[Entries from a point annotation set]:

^^^^^^^^

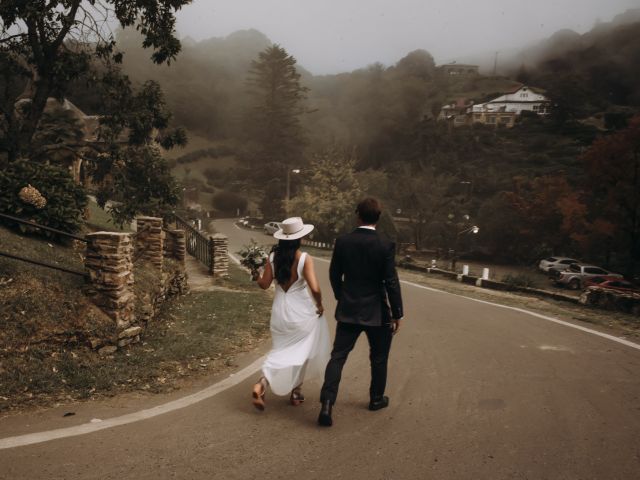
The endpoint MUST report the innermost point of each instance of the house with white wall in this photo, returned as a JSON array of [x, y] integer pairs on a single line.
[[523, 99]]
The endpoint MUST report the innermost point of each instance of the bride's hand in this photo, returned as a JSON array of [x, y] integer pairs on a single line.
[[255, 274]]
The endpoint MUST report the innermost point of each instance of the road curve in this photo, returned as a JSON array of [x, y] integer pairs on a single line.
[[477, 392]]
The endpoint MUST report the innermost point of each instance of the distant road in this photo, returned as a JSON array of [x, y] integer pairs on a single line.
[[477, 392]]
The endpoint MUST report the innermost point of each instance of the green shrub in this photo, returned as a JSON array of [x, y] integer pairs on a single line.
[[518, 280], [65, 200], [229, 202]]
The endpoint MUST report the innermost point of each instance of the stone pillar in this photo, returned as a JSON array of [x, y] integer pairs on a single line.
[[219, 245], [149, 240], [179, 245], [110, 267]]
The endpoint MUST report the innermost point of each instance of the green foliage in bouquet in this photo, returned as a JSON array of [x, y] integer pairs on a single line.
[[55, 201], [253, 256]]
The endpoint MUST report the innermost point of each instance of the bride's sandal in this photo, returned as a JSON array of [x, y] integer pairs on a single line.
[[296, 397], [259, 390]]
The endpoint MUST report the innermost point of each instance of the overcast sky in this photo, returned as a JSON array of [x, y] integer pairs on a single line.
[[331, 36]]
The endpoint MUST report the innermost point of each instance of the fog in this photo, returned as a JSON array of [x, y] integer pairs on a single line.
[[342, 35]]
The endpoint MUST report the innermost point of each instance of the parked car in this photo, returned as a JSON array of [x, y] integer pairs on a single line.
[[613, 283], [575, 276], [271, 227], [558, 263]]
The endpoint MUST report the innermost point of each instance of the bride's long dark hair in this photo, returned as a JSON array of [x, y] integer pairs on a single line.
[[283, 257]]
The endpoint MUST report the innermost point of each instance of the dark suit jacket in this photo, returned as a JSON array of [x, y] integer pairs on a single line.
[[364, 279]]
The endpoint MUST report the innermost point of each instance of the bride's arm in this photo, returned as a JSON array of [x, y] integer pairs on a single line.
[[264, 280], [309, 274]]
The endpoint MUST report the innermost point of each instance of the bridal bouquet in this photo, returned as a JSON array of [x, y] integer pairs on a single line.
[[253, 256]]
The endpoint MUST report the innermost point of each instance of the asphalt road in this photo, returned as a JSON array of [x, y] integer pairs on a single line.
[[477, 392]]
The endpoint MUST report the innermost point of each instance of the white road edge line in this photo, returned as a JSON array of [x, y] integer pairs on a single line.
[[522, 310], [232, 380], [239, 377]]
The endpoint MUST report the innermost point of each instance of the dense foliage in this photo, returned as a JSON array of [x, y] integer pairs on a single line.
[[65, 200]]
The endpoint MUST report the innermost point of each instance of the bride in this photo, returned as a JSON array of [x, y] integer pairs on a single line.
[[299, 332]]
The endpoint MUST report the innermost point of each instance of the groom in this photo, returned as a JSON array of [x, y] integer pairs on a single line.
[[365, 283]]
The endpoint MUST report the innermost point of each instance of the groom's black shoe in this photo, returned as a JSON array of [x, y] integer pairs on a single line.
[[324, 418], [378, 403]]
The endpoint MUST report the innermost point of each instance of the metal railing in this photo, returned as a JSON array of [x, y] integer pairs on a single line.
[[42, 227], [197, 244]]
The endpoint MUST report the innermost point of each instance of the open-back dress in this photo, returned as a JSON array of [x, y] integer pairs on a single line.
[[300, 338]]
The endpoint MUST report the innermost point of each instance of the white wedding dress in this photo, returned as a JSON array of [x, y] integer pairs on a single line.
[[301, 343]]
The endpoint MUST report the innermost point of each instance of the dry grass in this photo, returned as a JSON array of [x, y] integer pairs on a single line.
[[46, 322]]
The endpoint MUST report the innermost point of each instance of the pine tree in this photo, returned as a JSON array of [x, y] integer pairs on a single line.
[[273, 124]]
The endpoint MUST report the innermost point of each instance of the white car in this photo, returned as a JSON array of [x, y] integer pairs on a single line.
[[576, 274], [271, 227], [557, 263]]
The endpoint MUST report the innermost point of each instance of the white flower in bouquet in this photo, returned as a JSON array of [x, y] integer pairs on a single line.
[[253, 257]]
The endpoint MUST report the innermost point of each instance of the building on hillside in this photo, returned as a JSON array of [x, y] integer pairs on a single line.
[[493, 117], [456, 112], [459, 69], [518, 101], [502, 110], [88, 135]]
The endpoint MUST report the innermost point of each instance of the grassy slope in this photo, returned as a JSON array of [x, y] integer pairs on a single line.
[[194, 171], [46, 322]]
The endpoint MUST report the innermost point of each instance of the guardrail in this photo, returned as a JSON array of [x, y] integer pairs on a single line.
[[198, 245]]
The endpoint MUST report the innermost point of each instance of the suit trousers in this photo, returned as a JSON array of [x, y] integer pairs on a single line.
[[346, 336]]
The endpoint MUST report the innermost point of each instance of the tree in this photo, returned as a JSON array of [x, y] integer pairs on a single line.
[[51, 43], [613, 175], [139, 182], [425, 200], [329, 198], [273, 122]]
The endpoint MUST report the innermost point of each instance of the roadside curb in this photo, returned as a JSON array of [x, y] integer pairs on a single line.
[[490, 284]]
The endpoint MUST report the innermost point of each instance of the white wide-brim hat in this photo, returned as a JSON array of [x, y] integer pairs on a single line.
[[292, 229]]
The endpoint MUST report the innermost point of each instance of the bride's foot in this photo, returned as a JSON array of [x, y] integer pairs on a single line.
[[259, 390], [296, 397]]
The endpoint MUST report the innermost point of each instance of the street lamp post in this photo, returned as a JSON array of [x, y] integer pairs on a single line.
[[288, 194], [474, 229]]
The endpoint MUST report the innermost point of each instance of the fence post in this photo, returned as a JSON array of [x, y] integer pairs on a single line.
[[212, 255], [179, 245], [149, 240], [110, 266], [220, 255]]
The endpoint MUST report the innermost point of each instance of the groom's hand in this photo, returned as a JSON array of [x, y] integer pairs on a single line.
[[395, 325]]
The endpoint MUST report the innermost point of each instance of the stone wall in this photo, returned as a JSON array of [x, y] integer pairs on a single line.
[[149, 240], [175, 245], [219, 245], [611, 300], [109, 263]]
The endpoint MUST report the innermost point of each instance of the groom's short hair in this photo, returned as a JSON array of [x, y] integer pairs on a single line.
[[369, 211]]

^^^^^^^^

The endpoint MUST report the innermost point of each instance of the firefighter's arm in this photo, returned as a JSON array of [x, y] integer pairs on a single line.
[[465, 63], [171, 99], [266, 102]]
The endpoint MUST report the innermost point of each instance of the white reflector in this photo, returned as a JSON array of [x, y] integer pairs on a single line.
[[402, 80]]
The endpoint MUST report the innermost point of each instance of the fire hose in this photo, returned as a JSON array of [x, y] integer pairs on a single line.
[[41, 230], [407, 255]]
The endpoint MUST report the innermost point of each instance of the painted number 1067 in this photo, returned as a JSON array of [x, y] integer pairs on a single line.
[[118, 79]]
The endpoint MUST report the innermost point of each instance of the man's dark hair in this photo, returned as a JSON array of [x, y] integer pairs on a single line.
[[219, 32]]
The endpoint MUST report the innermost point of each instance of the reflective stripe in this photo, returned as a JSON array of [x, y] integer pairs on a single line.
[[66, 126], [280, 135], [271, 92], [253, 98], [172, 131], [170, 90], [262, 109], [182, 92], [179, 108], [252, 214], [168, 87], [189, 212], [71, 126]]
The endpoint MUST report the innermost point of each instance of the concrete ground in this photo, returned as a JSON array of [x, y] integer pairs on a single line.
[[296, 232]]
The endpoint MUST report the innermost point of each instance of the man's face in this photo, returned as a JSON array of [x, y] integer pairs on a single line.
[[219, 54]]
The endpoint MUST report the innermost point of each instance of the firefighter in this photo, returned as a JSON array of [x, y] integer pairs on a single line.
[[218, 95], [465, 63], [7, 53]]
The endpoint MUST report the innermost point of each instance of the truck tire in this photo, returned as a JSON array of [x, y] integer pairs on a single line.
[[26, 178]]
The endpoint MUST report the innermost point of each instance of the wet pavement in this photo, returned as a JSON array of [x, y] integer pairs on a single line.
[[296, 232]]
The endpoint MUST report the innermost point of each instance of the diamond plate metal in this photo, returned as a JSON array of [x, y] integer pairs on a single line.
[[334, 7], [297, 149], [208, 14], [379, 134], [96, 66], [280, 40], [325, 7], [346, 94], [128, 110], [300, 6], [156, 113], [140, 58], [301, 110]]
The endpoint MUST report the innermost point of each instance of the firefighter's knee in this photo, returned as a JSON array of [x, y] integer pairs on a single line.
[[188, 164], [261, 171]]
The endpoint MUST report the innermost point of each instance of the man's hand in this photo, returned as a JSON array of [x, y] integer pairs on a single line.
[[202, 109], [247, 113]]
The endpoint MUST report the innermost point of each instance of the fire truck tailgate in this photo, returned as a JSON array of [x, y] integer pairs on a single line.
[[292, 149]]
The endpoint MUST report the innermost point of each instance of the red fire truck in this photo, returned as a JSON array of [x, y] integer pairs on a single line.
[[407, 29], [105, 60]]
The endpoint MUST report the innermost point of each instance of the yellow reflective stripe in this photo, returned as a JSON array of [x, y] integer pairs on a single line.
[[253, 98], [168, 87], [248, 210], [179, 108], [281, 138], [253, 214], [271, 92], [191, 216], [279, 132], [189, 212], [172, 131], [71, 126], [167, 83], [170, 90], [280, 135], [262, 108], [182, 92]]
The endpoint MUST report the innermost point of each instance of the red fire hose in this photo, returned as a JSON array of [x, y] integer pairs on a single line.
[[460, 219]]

^^^^^^^^

[INSTRUCTIONS TO FOLLOW]:
Rewrite in full each line from the one containing "the white wide-brim" through the one containing "[[292, 229]]", adding 44 to every coordinate in the answers.

[WRITTEN RESPONSE]:
The endpoint MUST report the innermost point of each instance of the white wide-brim hat in this photo, returned as a JSON array of [x, y] integer pairs on a single line.
[[336, 273]]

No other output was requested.